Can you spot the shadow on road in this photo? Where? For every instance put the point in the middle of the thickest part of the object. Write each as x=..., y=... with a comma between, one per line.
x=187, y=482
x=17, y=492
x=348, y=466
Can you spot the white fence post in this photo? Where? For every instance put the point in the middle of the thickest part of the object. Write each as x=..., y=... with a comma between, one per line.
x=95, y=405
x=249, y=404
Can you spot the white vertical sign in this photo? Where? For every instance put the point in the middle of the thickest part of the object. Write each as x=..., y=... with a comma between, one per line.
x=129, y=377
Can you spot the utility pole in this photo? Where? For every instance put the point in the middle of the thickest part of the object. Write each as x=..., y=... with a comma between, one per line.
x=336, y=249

---+---

- Task requirements:
Could you return all of the entries exactly as they stand?

- Solution to the exercise:
Can you spot the shadow on road in this photo? Where? For every instance put the point in the middle of the thickest part of the object. Write each as x=..., y=... with a comma between, one per line.
x=187, y=482
x=17, y=492
x=348, y=466
Can you spot the white fence post in this photo? Where? For every instance put the point in the middle of the thickest part of the object. Write each as x=..., y=... with a comma between, one per line.
x=95, y=405
x=249, y=404
Can you spot the white vertical sign in this photo? Where? For every instance put the point in the middle of the thickest part of the object. Write each as x=..., y=... with a comma between, one per line.
x=129, y=377
Can you spot the utility pole in this photo? Where? For every instance put the point in the middle of the thickest part of the object. Write each as x=..., y=... with a comma between, one per line.
x=336, y=249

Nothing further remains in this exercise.